═══ DATA SHOWN

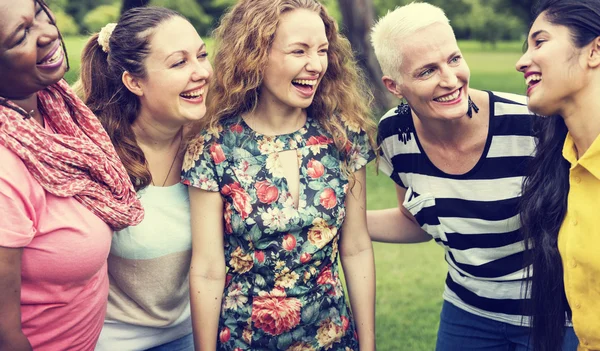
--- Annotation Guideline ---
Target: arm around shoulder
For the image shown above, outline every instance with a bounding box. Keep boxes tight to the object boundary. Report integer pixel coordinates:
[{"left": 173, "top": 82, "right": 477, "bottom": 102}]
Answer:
[
  {"left": 340, "top": 167, "right": 375, "bottom": 351},
  {"left": 0, "top": 247, "right": 32, "bottom": 351},
  {"left": 189, "top": 186, "right": 226, "bottom": 351},
  {"left": 367, "top": 184, "right": 432, "bottom": 244}
]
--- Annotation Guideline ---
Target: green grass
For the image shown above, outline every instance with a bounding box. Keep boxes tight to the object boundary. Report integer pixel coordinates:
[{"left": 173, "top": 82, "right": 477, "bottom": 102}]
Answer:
[{"left": 65, "top": 37, "right": 525, "bottom": 351}]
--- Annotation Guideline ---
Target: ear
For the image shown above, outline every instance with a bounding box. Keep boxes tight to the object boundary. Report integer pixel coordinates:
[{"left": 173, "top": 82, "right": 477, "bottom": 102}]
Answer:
[
  {"left": 381, "top": 76, "right": 403, "bottom": 99},
  {"left": 121, "top": 71, "right": 144, "bottom": 96},
  {"left": 588, "top": 37, "right": 600, "bottom": 68}
]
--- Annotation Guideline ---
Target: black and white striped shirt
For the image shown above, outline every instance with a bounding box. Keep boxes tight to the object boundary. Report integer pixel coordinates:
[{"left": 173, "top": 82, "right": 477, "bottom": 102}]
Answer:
[{"left": 379, "top": 92, "right": 536, "bottom": 325}]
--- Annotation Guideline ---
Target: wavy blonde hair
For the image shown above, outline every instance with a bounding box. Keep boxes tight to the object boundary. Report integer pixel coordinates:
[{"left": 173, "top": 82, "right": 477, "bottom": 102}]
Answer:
[{"left": 202, "top": 0, "right": 375, "bottom": 173}]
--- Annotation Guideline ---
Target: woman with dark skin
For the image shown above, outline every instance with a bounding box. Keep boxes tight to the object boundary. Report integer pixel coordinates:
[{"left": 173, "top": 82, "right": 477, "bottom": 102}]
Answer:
[
  {"left": 516, "top": 0, "right": 600, "bottom": 351},
  {"left": 0, "top": 0, "right": 143, "bottom": 351}
]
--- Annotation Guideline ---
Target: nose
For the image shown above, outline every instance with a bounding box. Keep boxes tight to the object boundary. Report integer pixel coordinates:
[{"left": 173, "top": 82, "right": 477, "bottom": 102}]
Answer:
[
  {"left": 36, "top": 14, "right": 59, "bottom": 47},
  {"left": 515, "top": 50, "right": 531, "bottom": 72},
  {"left": 306, "top": 55, "right": 323, "bottom": 73},
  {"left": 192, "top": 60, "right": 212, "bottom": 82},
  {"left": 440, "top": 67, "right": 458, "bottom": 88}
]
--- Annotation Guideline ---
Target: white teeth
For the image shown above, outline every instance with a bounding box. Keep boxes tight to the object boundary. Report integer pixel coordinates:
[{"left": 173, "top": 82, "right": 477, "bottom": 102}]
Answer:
[
  {"left": 292, "top": 79, "right": 317, "bottom": 85},
  {"left": 42, "top": 48, "right": 62, "bottom": 64},
  {"left": 525, "top": 74, "right": 542, "bottom": 85},
  {"left": 434, "top": 89, "right": 460, "bottom": 102},
  {"left": 179, "top": 88, "right": 204, "bottom": 98}
]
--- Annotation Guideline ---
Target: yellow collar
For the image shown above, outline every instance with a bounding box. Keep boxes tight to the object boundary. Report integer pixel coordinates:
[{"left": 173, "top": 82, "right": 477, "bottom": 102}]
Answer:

══════

EXERCISE: State how many lines in the entries above contain the string "white", matching case exactly. Give only the number.

SOLVED PROBLEM: 2